(Saved entries)
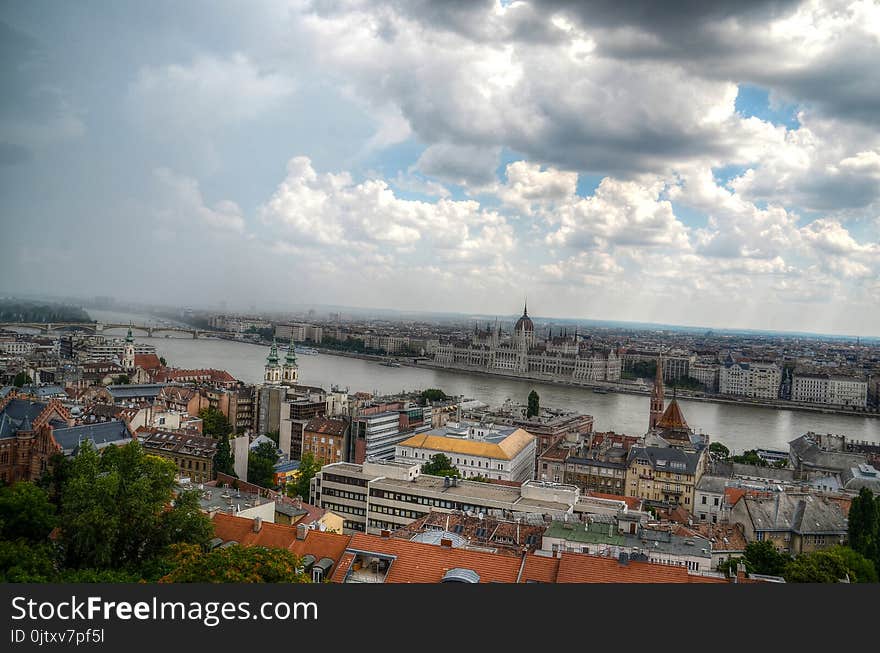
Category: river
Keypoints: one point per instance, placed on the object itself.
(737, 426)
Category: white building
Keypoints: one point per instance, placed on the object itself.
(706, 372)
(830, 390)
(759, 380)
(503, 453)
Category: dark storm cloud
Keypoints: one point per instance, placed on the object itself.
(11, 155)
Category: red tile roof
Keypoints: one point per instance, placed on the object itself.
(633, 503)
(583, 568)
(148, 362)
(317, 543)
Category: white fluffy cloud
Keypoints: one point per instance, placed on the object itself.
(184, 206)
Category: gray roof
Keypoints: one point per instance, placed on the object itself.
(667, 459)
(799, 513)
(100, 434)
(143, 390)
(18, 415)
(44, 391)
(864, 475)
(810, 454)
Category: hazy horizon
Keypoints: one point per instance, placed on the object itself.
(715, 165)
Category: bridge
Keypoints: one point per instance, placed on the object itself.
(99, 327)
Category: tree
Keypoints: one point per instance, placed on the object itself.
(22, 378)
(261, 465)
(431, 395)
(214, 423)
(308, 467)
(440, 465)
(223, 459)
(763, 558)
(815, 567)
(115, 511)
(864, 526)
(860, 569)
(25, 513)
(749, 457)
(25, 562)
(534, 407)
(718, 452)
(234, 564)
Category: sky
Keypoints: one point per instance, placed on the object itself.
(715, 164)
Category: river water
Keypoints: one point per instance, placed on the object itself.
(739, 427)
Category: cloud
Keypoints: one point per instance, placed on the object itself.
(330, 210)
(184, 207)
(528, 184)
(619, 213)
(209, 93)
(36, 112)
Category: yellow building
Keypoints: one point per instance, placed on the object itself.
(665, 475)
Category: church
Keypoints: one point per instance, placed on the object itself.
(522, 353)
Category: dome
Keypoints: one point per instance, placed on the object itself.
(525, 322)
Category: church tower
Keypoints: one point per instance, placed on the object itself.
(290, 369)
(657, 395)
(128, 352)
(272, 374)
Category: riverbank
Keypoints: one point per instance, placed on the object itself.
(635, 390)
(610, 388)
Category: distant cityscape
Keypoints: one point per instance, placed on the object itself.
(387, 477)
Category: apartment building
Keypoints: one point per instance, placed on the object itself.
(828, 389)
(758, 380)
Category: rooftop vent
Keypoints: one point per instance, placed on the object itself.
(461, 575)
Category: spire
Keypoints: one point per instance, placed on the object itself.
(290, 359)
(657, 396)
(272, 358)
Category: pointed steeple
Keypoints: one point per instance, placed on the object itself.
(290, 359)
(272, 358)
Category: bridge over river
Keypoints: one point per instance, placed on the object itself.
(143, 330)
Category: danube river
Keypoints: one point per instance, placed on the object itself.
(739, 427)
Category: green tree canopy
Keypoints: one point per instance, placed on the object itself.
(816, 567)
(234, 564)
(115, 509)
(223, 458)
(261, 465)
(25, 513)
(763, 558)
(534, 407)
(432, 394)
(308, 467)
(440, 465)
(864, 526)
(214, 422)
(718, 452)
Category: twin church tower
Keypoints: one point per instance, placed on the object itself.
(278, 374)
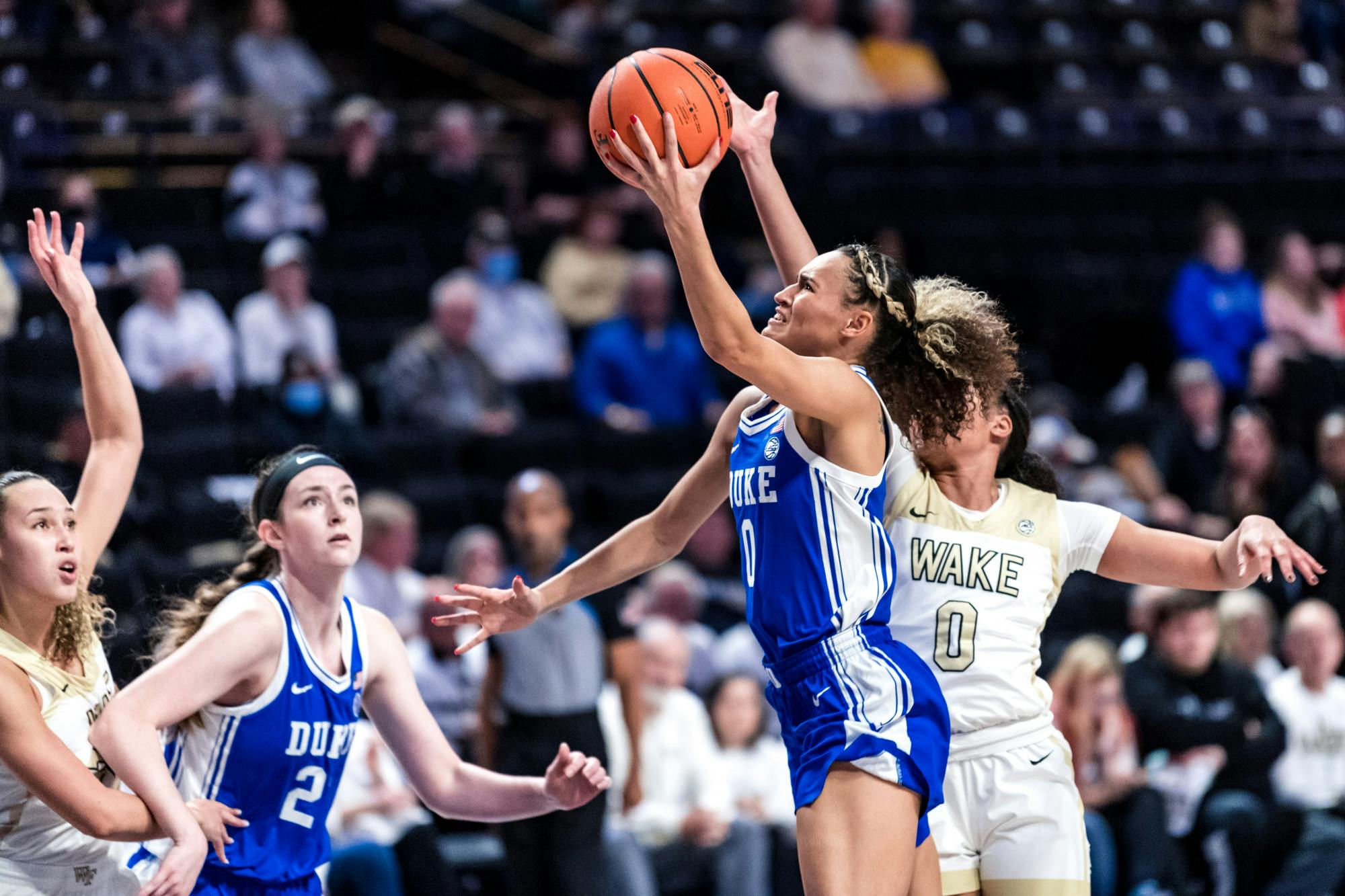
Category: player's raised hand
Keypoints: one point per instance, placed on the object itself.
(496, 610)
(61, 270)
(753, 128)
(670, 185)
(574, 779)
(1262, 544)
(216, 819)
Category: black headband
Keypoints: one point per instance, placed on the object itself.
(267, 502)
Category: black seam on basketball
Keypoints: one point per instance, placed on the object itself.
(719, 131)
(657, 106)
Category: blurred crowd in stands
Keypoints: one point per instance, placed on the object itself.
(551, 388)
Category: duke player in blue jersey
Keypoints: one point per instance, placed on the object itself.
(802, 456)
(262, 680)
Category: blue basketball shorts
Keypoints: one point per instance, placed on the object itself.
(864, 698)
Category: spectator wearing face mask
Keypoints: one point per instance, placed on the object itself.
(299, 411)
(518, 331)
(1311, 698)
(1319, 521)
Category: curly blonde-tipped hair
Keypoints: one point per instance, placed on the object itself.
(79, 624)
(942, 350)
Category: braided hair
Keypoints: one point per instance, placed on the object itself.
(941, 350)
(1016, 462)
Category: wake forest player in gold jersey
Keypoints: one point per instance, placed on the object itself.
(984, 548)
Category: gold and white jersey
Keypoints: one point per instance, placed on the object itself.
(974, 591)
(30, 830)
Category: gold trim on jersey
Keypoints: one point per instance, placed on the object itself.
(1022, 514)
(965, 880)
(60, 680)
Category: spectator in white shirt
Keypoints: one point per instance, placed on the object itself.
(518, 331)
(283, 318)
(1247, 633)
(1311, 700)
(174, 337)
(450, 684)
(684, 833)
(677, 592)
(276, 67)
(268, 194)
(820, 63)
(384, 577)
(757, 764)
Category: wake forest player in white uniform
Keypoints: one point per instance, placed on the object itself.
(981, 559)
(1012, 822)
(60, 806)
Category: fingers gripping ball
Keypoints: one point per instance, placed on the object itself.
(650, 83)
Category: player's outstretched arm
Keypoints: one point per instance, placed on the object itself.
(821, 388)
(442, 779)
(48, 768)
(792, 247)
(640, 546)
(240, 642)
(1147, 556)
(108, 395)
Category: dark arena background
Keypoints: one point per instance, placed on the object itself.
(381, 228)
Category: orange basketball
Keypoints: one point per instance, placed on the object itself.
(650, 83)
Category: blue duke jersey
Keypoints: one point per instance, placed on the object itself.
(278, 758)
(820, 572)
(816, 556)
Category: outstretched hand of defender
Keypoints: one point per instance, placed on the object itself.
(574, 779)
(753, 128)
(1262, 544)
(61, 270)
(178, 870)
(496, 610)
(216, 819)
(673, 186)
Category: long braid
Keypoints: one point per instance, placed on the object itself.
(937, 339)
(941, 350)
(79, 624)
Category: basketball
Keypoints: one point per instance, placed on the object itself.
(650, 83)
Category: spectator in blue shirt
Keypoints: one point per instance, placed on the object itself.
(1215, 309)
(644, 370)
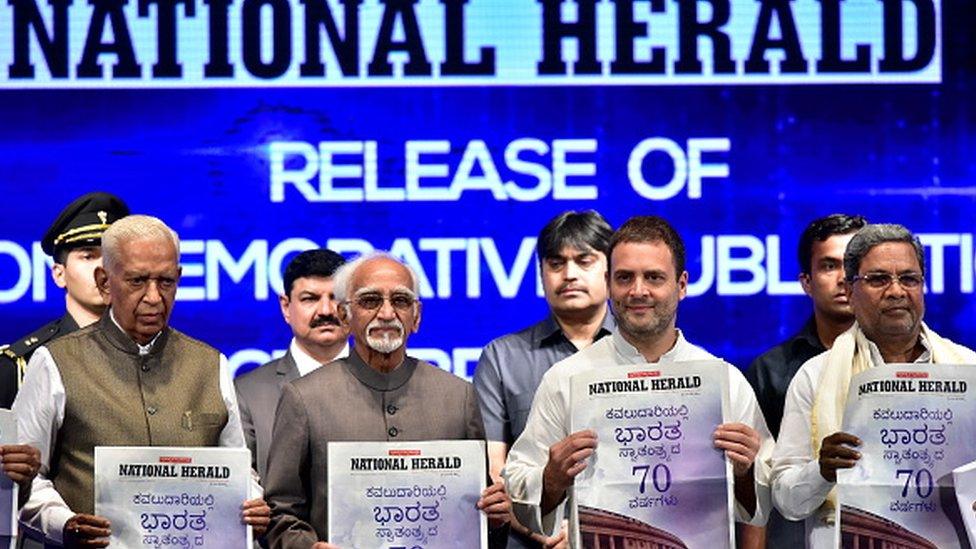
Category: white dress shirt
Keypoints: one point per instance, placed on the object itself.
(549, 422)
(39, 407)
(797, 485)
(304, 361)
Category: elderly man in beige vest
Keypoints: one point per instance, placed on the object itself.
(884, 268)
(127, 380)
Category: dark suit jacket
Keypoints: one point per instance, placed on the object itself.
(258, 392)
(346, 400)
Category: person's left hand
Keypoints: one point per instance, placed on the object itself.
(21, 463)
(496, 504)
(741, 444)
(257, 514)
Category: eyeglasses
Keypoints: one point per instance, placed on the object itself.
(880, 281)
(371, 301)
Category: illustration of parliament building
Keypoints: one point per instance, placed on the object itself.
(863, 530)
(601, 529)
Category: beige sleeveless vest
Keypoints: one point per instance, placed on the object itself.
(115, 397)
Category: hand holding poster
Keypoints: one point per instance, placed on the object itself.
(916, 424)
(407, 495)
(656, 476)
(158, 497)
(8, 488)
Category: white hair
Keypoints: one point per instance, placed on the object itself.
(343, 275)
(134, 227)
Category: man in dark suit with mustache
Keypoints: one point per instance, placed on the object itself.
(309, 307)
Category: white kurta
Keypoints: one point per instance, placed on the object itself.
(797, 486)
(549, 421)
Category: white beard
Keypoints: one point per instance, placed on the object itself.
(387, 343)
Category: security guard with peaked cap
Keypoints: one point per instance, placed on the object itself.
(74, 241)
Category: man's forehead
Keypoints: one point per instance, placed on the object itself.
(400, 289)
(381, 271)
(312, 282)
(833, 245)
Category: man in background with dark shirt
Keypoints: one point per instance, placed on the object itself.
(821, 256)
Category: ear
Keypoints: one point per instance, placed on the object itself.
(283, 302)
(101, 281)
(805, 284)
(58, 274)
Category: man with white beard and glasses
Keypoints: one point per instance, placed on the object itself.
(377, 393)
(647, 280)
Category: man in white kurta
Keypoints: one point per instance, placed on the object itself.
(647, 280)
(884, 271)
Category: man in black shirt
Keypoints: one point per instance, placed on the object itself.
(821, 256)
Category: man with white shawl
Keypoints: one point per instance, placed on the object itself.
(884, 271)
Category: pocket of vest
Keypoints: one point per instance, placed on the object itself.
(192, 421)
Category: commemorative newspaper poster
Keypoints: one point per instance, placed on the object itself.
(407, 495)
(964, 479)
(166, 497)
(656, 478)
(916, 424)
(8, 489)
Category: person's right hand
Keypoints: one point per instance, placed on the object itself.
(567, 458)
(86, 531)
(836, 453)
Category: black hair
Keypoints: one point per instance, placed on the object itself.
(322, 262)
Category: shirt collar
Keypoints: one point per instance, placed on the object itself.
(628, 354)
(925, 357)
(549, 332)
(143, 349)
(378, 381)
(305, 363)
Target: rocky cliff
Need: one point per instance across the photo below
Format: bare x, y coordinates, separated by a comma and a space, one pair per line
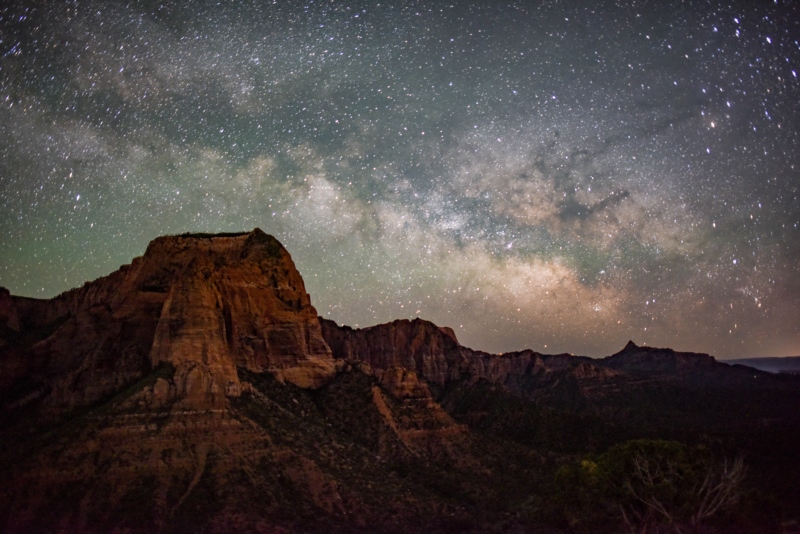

EXERCISE PROMPT
Within these entries, output exactly the lines starting at the one with "Category: rooftop vent" and finishing at the one with "Category: gold and white jersey". Leave pictures out of the output.

COMPLETED EXERCISE
Category: rooftop vent
Keypoints: one point per instance, placed on the object itself.
(461, 575)
Category: spire
Keypoints: one point per instance, placed on the object itself.
(290, 359)
(657, 396)
(272, 358)
Category: pointed steeple
Keypoints: one point per instance, placed on the object itself.
(290, 359)
(272, 358)
Category: bridge over river
Keypoints: one point per instance, placed on the object itself.
(143, 330)
Category: danube river
Keypoints: one point per instance, placed on the object itself.
(739, 427)
Category: green tree canopy
Keypoints: one point per instance, placed on the object itself.
(816, 567)
(234, 564)
(115, 509)
(223, 458)
(261, 465)
(25, 513)
(763, 558)
(534, 407)
(432, 394)
(308, 467)
(440, 465)
(864, 526)
(214, 422)
(718, 452)
Category: twin church tower
Keypoints: one point per instance, placed on the object itself.
(278, 374)
Category: player's raised hand
Keypoints: one point per instance, placed on the object itself.
(496, 610)
(61, 270)
(753, 128)
(670, 185)
(574, 779)
(1262, 544)
(216, 819)
Category: black headband
Keypoints: one point per instance, placed on the object itself.
(267, 502)
Category: black seam on basketball
Keypoints: one point per instance, placed on the object itself.
(719, 131)
(657, 106)
Category: blurred crowd in stands
Keypoints: one point per instance, placed on the object itself.
(551, 388)
Category: duke player in blue jersey
Keypoints: one point per instance, placed on the object itself.
(802, 456)
(262, 680)
Category: blue basketball shorts
Keypoints: one point per instance, placed on the object itself.
(864, 698)
Category: spectator wearing face mask
Keypoints: one point per instance, placed on the object itself.
(299, 411)
(518, 331)
(1311, 698)
(1319, 521)
Category: curly blonde-tipped hair
Keypoints: one point per instance, placed on the object itself.
(79, 624)
(942, 350)
Category: braided hair
Keypoints: one point per instance, placed on the object itself.
(941, 350)
(1016, 462)
Category: wake forest player in gold jersey
Keypoints: one point per instance, placed on the object itself.
(984, 548)
Category: gold and white jersey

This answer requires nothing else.